> QUOTED TEXT:

Python client for the SARAO MeerKAT archive.
Project description
MeerKhive
A Python client for the SARAO MeerKAT archive. MeerKhive
authenticates via PKCE OAuth2, introspects the live GraphQL schema to build queries
dynamically, and returns results as plain Python dicts. It ships with a CLI that writes
NDJSON to stdout so the output is pipeable to jq, grep, and similar tools.
Requirements
- Python ≥ 3.11
- uv
- A SARAO archive account (required at runtime for authentication)

> EXERCISE REQUIREMENTS:
A. According to the MeerKhive description, what format does the CLI write to stdout?
B. Reproduce the passage of the MeerKhive description that begins with the words containing "Project description" and ends with "and similar tools.".
The rows that come next are separate material, unrelated to the MeerKhive description.

[Rows from a pointing dataset]
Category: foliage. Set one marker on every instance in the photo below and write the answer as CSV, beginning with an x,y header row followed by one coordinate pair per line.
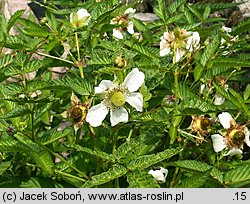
x,y
39,147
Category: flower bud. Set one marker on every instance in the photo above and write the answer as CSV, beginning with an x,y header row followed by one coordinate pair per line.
x,y
138,37
80,18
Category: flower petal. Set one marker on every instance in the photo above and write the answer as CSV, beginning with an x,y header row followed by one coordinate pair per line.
x,y
218,142
74,99
117,33
164,47
134,80
225,119
233,152
82,13
158,175
247,135
119,114
165,171
179,54
135,100
219,99
130,11
130,27
104,86
96,115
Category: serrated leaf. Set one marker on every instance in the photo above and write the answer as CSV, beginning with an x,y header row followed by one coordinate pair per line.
x,y
28,143
199,167
145,161
233,97
4,165
246,94
241,27
113,173
175,5
5,60
125,148
15,113
32,29
97,153
77,84
40,182
53,135
13,19
193,181
210,50
141,179
146,51
235,177
44,161
11,145
229,62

> TASK-BY-TASK RESULTS:
A. NDJSON

B.
Project description
MeerKhive
A Python client for the SARAO MeerKAT archive. MeerKhive
authenticates via PKCE OAuth2, introspects the live GraphQL schema to build queries
dynamically, and returns results as plain Python dicts. It ships with a CLI that writes
NDJSON to stdout so the output is pipeable to jq, grep, and similar tools.